## Work order:
Transcribe, exactly as they appear, only the lines from the one holding "twining stem and give me the boxes" through the end of the entries below.

BEGIN Records for this exercise

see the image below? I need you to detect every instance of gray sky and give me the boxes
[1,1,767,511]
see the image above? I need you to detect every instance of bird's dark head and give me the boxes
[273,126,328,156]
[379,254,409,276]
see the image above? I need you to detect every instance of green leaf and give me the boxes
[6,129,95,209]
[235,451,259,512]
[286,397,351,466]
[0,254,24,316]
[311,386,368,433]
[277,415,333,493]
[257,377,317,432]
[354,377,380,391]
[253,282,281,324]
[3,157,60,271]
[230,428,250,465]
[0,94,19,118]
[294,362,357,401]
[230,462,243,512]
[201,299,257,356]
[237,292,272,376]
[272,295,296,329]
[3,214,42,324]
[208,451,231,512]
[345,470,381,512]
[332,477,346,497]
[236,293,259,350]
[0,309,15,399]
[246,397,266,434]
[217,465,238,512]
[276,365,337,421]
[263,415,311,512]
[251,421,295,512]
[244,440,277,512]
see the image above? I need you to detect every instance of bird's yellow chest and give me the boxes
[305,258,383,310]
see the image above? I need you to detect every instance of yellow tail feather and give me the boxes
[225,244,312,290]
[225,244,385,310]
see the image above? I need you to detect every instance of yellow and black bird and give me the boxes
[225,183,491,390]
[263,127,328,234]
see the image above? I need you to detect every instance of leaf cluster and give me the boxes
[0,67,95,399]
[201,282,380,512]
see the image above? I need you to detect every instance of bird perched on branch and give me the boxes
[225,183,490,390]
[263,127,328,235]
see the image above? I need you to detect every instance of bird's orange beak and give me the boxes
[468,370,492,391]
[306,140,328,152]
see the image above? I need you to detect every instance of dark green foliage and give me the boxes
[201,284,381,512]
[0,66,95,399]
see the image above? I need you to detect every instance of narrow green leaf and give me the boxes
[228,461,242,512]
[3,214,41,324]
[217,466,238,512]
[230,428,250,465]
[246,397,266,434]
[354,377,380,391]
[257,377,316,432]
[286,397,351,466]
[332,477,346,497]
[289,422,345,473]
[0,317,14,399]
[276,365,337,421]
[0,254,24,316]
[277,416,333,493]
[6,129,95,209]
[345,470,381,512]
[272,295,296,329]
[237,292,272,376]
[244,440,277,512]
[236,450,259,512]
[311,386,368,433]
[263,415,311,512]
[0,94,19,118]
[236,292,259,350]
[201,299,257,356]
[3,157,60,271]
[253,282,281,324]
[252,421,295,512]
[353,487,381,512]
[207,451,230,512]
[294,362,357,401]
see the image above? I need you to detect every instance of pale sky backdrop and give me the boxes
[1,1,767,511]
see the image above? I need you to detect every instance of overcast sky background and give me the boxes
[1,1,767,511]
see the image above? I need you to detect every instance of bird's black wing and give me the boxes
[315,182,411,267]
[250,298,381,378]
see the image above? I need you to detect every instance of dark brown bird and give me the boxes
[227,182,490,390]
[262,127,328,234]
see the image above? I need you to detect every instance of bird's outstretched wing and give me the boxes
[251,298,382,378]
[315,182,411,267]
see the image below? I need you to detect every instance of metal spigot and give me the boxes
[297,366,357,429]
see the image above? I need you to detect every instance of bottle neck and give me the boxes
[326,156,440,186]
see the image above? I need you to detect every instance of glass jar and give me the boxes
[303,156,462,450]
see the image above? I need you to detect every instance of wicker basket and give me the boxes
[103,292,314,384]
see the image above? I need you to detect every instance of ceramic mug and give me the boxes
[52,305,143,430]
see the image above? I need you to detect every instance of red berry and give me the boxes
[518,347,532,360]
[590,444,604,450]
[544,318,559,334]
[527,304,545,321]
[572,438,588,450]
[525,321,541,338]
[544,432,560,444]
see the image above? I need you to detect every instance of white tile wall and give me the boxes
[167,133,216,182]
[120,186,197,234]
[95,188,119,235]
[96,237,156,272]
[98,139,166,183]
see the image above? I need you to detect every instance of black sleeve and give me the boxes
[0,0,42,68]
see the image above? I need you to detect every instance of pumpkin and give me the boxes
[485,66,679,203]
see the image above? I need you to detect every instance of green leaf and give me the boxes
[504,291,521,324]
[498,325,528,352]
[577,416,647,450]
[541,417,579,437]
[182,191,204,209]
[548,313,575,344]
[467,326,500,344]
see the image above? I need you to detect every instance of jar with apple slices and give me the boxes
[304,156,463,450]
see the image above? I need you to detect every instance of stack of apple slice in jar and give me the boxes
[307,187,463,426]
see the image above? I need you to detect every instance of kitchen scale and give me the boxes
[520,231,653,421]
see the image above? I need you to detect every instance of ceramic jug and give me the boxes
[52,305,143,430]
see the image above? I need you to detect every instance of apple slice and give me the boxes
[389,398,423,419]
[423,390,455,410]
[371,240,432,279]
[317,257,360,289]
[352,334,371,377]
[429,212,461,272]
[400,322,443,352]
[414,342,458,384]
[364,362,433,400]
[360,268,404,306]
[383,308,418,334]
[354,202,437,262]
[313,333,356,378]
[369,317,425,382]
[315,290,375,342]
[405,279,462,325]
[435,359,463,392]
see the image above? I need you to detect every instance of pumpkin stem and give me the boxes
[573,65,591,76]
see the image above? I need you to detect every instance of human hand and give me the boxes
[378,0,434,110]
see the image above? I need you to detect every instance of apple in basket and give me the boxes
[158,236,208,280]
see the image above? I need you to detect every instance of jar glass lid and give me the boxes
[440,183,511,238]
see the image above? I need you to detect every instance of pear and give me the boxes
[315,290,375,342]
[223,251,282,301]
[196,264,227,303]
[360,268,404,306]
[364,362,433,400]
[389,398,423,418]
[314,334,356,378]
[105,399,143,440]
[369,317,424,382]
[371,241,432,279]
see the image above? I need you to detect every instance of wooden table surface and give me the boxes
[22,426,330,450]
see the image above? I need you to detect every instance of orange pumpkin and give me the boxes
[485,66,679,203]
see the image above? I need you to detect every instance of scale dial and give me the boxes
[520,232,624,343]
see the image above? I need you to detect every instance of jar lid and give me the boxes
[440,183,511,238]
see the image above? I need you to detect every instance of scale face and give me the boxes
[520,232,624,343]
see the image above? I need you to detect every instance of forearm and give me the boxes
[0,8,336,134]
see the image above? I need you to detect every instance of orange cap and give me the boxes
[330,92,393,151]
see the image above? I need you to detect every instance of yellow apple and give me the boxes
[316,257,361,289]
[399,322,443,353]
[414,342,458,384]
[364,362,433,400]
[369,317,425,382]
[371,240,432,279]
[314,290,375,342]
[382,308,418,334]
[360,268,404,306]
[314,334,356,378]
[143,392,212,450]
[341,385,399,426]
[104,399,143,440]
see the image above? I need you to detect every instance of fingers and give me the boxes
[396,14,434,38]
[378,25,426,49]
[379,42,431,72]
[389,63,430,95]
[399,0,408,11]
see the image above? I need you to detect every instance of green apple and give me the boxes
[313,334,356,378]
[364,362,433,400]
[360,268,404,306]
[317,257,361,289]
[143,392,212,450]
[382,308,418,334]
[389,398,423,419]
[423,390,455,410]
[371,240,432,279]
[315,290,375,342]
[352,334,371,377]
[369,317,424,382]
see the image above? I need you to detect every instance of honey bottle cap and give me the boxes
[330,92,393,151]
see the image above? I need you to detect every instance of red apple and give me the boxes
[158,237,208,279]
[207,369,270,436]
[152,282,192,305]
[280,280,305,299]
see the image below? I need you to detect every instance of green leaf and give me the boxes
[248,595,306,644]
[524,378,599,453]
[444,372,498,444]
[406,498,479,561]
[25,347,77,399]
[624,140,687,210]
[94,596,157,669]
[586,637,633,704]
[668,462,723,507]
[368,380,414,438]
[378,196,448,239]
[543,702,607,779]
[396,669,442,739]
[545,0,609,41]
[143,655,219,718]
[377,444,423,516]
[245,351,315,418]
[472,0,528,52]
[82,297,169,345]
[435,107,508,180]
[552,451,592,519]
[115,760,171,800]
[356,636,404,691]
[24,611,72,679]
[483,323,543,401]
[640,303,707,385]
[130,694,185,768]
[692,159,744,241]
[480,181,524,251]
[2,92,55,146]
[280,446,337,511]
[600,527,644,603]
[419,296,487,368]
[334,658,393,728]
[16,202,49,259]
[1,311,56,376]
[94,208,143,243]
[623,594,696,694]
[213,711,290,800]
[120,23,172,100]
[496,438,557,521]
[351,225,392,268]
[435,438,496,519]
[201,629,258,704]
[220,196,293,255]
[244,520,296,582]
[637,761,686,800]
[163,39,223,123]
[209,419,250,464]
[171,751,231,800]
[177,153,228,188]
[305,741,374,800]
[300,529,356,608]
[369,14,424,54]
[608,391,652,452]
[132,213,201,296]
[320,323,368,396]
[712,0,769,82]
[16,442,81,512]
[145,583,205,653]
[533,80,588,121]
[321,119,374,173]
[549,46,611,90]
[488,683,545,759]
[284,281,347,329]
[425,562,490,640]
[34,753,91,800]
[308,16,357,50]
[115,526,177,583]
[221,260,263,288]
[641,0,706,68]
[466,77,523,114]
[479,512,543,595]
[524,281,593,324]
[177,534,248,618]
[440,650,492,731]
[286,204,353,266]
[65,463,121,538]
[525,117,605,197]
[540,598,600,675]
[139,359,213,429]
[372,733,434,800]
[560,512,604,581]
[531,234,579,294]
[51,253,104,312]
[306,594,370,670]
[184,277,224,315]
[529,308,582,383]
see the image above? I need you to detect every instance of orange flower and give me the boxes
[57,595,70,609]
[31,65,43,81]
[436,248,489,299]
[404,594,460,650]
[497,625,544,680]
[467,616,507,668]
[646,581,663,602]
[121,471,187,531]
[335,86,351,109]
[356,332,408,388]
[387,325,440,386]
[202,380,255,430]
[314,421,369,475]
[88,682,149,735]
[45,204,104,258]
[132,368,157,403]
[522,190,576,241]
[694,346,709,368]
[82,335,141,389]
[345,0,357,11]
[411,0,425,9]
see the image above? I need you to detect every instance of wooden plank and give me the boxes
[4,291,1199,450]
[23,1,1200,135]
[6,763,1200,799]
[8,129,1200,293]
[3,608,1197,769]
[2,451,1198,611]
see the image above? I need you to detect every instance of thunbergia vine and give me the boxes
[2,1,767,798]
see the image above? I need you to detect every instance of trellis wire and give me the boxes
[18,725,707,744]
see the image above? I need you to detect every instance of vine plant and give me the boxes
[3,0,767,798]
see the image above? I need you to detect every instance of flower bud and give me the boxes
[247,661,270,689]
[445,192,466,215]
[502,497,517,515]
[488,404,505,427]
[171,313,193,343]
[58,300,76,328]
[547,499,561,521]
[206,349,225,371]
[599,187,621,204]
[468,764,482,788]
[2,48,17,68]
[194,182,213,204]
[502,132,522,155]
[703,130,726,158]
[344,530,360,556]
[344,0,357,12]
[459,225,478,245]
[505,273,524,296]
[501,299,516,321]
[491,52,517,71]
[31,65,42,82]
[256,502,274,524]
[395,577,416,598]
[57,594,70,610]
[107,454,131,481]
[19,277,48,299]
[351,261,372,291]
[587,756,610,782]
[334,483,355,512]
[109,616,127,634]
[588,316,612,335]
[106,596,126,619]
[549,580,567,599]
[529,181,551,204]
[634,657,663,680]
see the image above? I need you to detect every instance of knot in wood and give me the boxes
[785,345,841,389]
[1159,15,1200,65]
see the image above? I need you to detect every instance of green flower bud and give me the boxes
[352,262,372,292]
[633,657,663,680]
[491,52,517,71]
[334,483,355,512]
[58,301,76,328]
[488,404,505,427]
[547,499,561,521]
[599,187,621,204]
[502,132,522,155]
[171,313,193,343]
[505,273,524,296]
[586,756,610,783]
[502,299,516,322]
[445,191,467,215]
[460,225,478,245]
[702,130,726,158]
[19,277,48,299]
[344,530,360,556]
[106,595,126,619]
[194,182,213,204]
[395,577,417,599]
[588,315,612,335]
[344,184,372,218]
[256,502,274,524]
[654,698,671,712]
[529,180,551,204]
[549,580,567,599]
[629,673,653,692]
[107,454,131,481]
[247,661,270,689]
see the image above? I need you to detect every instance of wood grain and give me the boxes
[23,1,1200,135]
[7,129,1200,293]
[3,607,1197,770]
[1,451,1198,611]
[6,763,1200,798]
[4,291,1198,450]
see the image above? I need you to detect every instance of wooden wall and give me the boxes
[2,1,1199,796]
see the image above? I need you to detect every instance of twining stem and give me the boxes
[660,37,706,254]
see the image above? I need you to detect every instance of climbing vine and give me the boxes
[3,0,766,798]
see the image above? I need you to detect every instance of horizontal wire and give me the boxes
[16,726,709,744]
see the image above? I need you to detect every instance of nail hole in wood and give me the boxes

END Records for this exercise

## Response:
see the image above? I need you to detect every instance of twining stem and give me the boxes
[660,37,706,254]
see the image above? I need you to detect every instance of climbing vine and give me the boxes
[3,0,766,798]
see the image above? I need you to detect every instance of horizontal wire and give me the boxes
[16,726,709,744]
see the image above? I need you to detect every instance of nail hole in wood and give me the boxes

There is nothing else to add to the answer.